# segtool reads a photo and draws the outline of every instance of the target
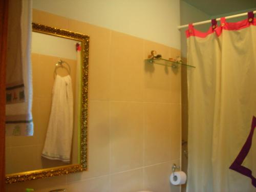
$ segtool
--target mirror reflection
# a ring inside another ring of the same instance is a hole
[[[78,164],[80,42],[33,32],[33,136],[6,137],[6,174]]]

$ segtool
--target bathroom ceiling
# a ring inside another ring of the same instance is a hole
[[[183,0],[209,16],[255,8],[256,0]]]

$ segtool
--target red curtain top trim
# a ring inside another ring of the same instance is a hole
[[[239,30],[242,29],[246,28],[249,27],[250,25],[256,26],[256,18],[253,18],[252,22],[249,22],[248,18],[241,20],[237,23],[227,23],[226,22],[224,17],[221,19],[221,25],[212,28],[212,26],[210,26],[208,31],[203,32],[198,31],[194,28],[192,24],[189,24],[188,29],[186,31],[186,35],[187,38],[191,36],[194,36],[198,37],[205,38],[211,33],[215,32],[218,36],[221,35],[223,30],[234,31]]]

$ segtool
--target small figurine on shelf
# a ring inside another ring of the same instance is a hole
[[[151,55],[148,55],[149,59],[159,59],[162,58],[162,55],[157,55],[156,51],[151,51]]]
[[[183,63],[182,60],[181,60],[181,58],[179,56],[177,56],[176,59],[174,59],[173,58],[169,58],[169,60],[173,62],[178,62],[179,63]]]

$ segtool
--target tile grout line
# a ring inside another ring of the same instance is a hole
[[[110,59],[109,62],[110,62],[110,87],[109,87],[109,145],[110,145],[110,149],[109,149],[109,191],[111,191],[111,101],[110,100],[110,97],[111,97],[111,81],[112,81],[112,61],[111,59],[111,50],[112,50],[112,31],[110,30],[110,53],[109,53],[109,59]]]

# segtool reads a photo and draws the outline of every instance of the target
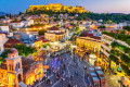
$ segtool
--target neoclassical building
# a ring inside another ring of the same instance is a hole
[[[22,58],[14,48],[9,50],[5,62],[0,65],[0,87],[18,87],[22,82],[32,85],[36,79],[42,76],[42,63]]]
[[[101,37],[83,32],[77,37],[76,45],[81,48],[83,47],[87,50],[100,52]]]
[[[5,34],[0,33],[0,54],[4,51],[3,45],[8,41]]]
[[[61,41],[64,39],[65,35],[66,33],[64,29],[53,26],[47,30],[44,38],[51,41]]]

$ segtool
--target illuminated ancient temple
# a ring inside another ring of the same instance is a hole
[[[72,5],[62,5],[62,3],[49,3],[49,5],[30,5],[26,12],[35,11],[53,11],[53,12],[65,12],[68,13],[88,13],[89,11],[84,10],[83,7],[72,7]]]

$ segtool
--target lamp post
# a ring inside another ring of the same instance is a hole
[[[39,75],[39,87],[40,87],[40,74],[41,74],[41,72],[38,73],[38,75]]]
[[[75,48],[77,48],[77,46],[72,46],[72,55],[74,55],[74,58],[75,58],[75,51],[74,51]]]

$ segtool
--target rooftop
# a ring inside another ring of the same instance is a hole
[[[60,30],[60,28],[56,26],[53,26],[53,27],[49,28],[49,30]]]
[[[94,36],[93,34],[90,34],[90,33],[88,33],[87,30],[86,32],[83,32],[83,33],[81,33],[80,35],[79,35],[79,37],[90,37],[90,38],[94,38],[94,39],[101,39],[101,37],[98,37],[98,36]]]
[[[4,45],[4,48],[12,48],[13,46],[17,45],[17,44],[23,44],[21,40],[18,39],[12,39],[10,38],[6,44]]]

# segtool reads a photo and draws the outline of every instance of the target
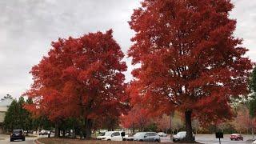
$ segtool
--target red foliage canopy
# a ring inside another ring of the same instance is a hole
[[[230,118],[230,98],[246,94],[252,68],[233,36],[232,8],[230,0],[144,0],[130,22],[129,56],[141,64],[133,102],[152,112],[193,110],[207,122]]]
[[[29,110],[51,120],[119,116],[126,110],[126,65],[111,30],[59,38],[52,46],[30,71],[34,83],[26,94],[35,104]]]

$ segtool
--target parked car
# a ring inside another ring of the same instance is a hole
[[[121,134],[122,131],[107,131],[102,136],[98,136],[96,138],[98,140],[104,141],[122,141],[122,136]],[[125,136],[125,137],[127,137]]]
[[[25,135],[22,130],[14,130],[13,133],[10,136],[10,141],[14,142],[14,140],[21,139],[25,141]]]
[[[177,142],[178,141],[182,141],[186,138],[186,131],[180,131],[177,133],[176,135],[174,135],[173,142]],[[194,140],[195,139],[194,134],[193,134],[193,139]]]
[[[39,135],[47,135],[49,133],[50,133],[49,130],[42,130],[39,132]]]
[[[158,133],[158,134],[160,136],[160,137],[167,137],[167,134],[164,133],[164,132],[159,132]]]
[[[232,134],[230,135],[230,140],[233,141],[233,140],[235,140],[235,141],[243,141],[243,137],[239,134]]]
[[[134,141],[160,142],[160,137],[155,132],[138,132],[133,138]]]

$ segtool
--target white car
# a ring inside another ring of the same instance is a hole
[[[103,141],[122,141],[122,131],[107,131],[102,136],[98,136],[97,139]]]
[[[167,137],[167,134],[164,133],[164,132],[159,132],[158,133],[158,134],[160,136],[160,137]]]
[[[49,130],[42,130],[39,132],[39,135],[47,135],[49,133],[50,133]]]

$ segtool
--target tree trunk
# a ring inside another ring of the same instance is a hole
[[[58,122],[55,122],[55,134],[54,134],[55,138],[59,137],[59,129],[58,129]]]
[[[86,118],[86,138],[91,138],[92,120]]]
[[[191,114],[192,110],[185,111],[185,122],[186,122],[186,140],[188,142],[194,142],[193,134],[192,134],[192,124],[191,124]]]
[[[173,131],[172,130],[172,124],[171,124],[171,114],[172,114],[172,113],[170,113],[170,131]],[[168,131],[168,130],[167,130],[167,131]],[[166,134],[167,134],[167,131],[166,131]],[[170,141],[172,140],[172,138],[173,138],[173,134],[170,134]]]

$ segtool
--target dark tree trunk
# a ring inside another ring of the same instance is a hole
[[[59,137],[59,129],[58,129],[58,123],[55,122],[55,134],[54,134],[55,138]]]
[[[62,134],[63,138],[65,138],[65,132],[66,132],[65,130],[63,130],[63,134]]]
[[[194,142],[193,138],[193,134],[192,134],[191,114],[192,114],[192,110],[185,111],[185,122],[186,122],[186,140],[188,142]]]
[[[172,130],[172,125],[171,125],[171,114],[172,114],[172,113],[170,113],[170,131],[173,131]],[[166,134],[167,134],[167,131],[168,131],[168,130],[166,130]],[[170,134],[170,141],[172,140],[172,138],[173,138],[173,134]]]
[[[91,138],[91,128],[92,128],[92,120],[86,119],[86,138]]]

▶ **TASK GOAL**
Edit all of the material above by replacing "instance" with "object" and leaving everything else as it is. Leave the pictures out of your answer.

▶ **SOLUTION TO THIS PROBLEM**
# segtool reads a photo and draws the outline of every object of the target
$ segtool
--target mirror reflection
# a ring inside another ring of the same object is a hole
[[[78,164],[80,42],[33,32],[33,136],[6,137],[6,174]]]

$ segtool
--target bathroom ceiling
# a ring inside another ring of the same object is a hole
[[[183,0],[209,16],[255,8],[256,0]]]

$ segtool
--target red curtain top trim
# a ring inside another ring of the same object is a hole
[[[239,30],[242,29],[246,28],[249,27],[250,25],[256,26],[256,18],[253,18],[252,22],[249,22],[248,18],[241,20],[237,23],[227,23],[226,22],[224,17],[221,19],[221,25],[212,28],[212,26],[210,26],[208,31],[203,32],[198,31],[194,28],[192,24],[189,24],[188,29],[186,31],[186,35],[187,38],[191,36],[194,36],[198,37],[205,38],[211,33],[215,32],[218,36],[221,35],[223,30],[234,31]]]

$ segtool
--target small figurine on shelf
# a ring inside another ring of the same object is a hole
[[[151,55],[148,55],[149,59],[159,59],[162,58],[162,55],[157,55],[156,51],[151,51]]]
[[[183,63],[182,60],[181,60],[181,58],[179,56],[177,56],[176,59],[174,59],[173,58],[169,58],[169,60],[173,62],[178,62],[179,63]]]

$ segtool
--target tile grout line
# a ring inside another ring of the same object is a hole
[[[110,59],[109,62],[110,62],[110,87],[109,87],[109,145],[110,145],[110,149],[109,149],[109,191],[111,191],[111,101],[110,100],[110,97],[111,97],[111,81],[112,81],[112,61],[111,59],[111,50],[112,50],[112,31],[110,30],[110,53],[109,53],[109,59]]]

# segtool reads a photo and draws the outline of every object of the target
$ segtool
--target neoclassical building
# a ring inside another ring of the same object is a hole
[[[22,58],[14,48],[9,50],[5,62],[0,65],[0,87],[18,87],[22,82],[32,85],[36,79],[42,76],[42,63]]]
[[[101,37],[83,32],[77,37],[76,45],[81,48],[83,47],[87,50],[100,52]]]
[[[5,34],[0,33],[0,54],[4,51],[3,45],[8,41]]]
[[[61,41],[64,39],[65,35],[66,33],[64,29],[53,26],[47,30],[44,38],[51,41]]]

$ segtool
--target illuminated ancient temple
# a ring inside another ring of the same object is a hole
[[[72,5],[62,5],[62,3],[49,3],[49,5],[30,5],[26,12],[35,11],[53,11],[53,12],[65,12],[68,13],[88,13],[89,11],[84,10],[83,7],[72,7]]]

$ segtool
--target lamp post
# a ring inside another ring of the same object is a hole
[[[39,75],[39,87],[40,87],[40,74],[41,74],[41,72],[38,73],[38,75]]]
[[[75,48],[77,48],[77,46],[72,46],[72,55],[74,55],[74,58],[75,58],[75,51],[74,51]]]

$ segtool
--target rooftop
# a ring inside another ring of the same object is a hole
[[[60,30],[60,28],[56,26],[53,26],[53,27],[49,28],[49,30]]]
[[[94,36],[93,34],[90,34],[90,33],[88,33],[87,30],[86,32],[83,32],[83,33],[81,33],[80,35],[79,35],[79,37],[90,37],[90,38],[94,38],[94,39],[101,39],[101,37],[98,37],[98,36]]]
[[[4,45],[4,48],[12,48],[13,46],[17,45],[17,44],[23,44],[21,40],[18,39],[12,39],[10,38],[6,44]]]

# segtool reads a photo and draws the outline of every object of the target
$ segtool
--target red foliage canopy
# a ring inside another ring of the same object is a hole
[[[230,118],[230,98],[246,94],[252,68],[233,36],[232,8],[230,0],[144,0],[130,22],[129,56],[141,64],[133,102],[152,112],[193,110],[207,122]]]
[[[29,110],[51,120],[119,116],[126,110],[126,65],[111,30],[59,38],[52,46],[30,71],[34,83],[26,94],[35,104]]]

$ segtool
--target parked car
# a ring inside another ring of the same object is a hole
[[[121,134],[122,131],[107,131],[102,136],[98,136],[96,138],[98,140],[104,141],[122,141],[122,136]],[[125,136],[125,137],[127,137]]]
[[[25,135],[22,130],[14,130],[13,133],[10,136],[10,141],[14,142],[14,140],[21,139],[25,141]]]
[[[177,142],[178,141],[182,141],[186,138],[186,131],[180,131],[177,133],[176,135],[174,135],[173,142]],[[194,140],[195,139],[194,134],[193,134],[193,139]]]
[[[39,135],[47,135],[49,133],[50,133],[49,130],[42,130],[39,132]]]
[[[158,133],[158,134],[160,136],[160,137],[167,137],[167,134],[164,133],[164,132],[159,132]]]
[[[232,134],[230,135],[230,140],[233,141],[233,140],[235,140],[235,141],[243,141],[243,137],[239,134]]]
[[[134,141],[160,142],[160,137],[155,132],[138,132],[133,138]]]

$ segtool
--target white car
# a ring inside another ring of the same object is a hole
[[[103,141],[122,141],[122,131],[107,131],[102,136],[98,136],[97,139]]]
[[[167,137],[167,134],[164,133],[164,132],[159,132],[158,133],[158,134],[160,136],[160,137]]]
[[[49,130],[42,130],[39,132],[39,135],[47,135],[49,133],[50,133]]]

$ segtool
--target tree trunk
# a ring inside another ring of the same object is a hole
[[[58,122],[55,122],[55,134],[54,134],[55,138],[59,137],[59,129],[58,129]]]
[[[86,118],[86,138],[91,138],[92,120]]]
[[[191,114],[192,110],[185,111],[185,122],[186,122],[186,140],[188,142],[194,142],[193,134],[192,134],[192,124],[191,124]]]
[[[173,131],[172,130],[172,124],[171,124],[171,114],[172,114],[172,113],[170,113],[170,131]],[[168,131],[168,130],[167,130],[167,131]],[[166,134],[167,134],[167,131],[166,131]],[[170,141],[172,140],[172,138],[173,138],[173,134],[170,134]]]

$ segtool
--target dark tree trunk
# a ring inside another ring of the same object is a hole
[[[59,137],[59,129],[58,129],[58,123],[55,122],[55,134],[54,134],[55,138]]]
[[[62,134],[63,138],[65,138],[65,132],[66,132],[65,130],[63,130],[63,134]]]
[[[194,142],[193,138],[193,134],[192,134],[191,114],[192,114],[192,110],[185,111],[185,122],[186,122],[186,140],[188,142]]]
[[[172,130],[172,125],[171,125],[171,114],[172,114],[172,113],[170,113],[170,131],[173,131]],[[166,134],[167,134],[167,131],[168,131],[168,130],[166,130]],[[170,134],[170,141],[172,140],[172,138],[173,138],[173,134]]]
[[[91,138],[91,128],[92,128],[92,120],[86,119],[86,138]]]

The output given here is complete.